Work request> Nothing other than an exact copy of the records should be returned.

Data shown section start

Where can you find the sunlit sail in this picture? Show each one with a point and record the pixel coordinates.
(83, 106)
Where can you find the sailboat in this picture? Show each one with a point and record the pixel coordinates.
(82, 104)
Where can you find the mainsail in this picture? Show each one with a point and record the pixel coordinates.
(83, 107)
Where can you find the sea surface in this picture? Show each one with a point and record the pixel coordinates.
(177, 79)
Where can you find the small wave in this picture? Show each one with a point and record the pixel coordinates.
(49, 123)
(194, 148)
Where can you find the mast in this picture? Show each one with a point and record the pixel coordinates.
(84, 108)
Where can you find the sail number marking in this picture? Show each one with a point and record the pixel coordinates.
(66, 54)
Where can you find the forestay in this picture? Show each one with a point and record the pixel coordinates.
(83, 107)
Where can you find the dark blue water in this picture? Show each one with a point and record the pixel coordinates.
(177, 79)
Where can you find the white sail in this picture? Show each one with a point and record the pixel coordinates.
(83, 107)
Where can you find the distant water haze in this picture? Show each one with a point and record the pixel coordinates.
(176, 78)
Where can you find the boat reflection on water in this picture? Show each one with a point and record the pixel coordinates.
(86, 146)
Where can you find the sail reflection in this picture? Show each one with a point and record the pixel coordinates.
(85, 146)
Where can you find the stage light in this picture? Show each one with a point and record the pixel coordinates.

Data shown section end

Response>
Where can you find the sunlit sail in this picture? Show each one with a point and record the pixel coordinates.
(83, 106)
Where can you find the sailboat in this picture? Show each one with a point and record the pixel coordinates.
(82, 104)
Where can you find the mainsail in this picture? Show each one with a point and record the pixel coordinates.
(83, 107)
Where can you find the sea surface in this picture? Show each one with a point and record the pixel coordinates.
(177, 79)
Where can you find the small wave in this picture? Show each one with a point and record the pixel coordinates.
(49, 123)
(194, 148)
Where can you find the mast in this picture? Show each one with a point and record the pixel coordinates.
(84, 108)
Where can you find the sail number marking in this picture? Show each one with a point and record the pixel coordinates.
(66, 54)
Where can you find the forestay in this picture? Show each one with a point and record the pixel coordinates.
(83, 107)
Where can you find the dark blue water in this picture? Show each one with a point and record the pixel coordinates.
(177, 79)
Where can you find the white sail in this picture? Show each one with a point and record the pixel coordinates.
(83, 107)
Where can you find the distant water haze in this picture? Show each one with a point and record the pixel coordinates.
(176, 78)
Where can you find the boat reflection on water in this picture? Show each one with a point and record the pixel coordinates.
(86, 146)
Where can you find the sail reflection in this picture? Show each one with a point and record the pixel coordinates.
(85, 146)
Where can you find the stage light in this picture? Show each one with a point and record the pixel coordinates.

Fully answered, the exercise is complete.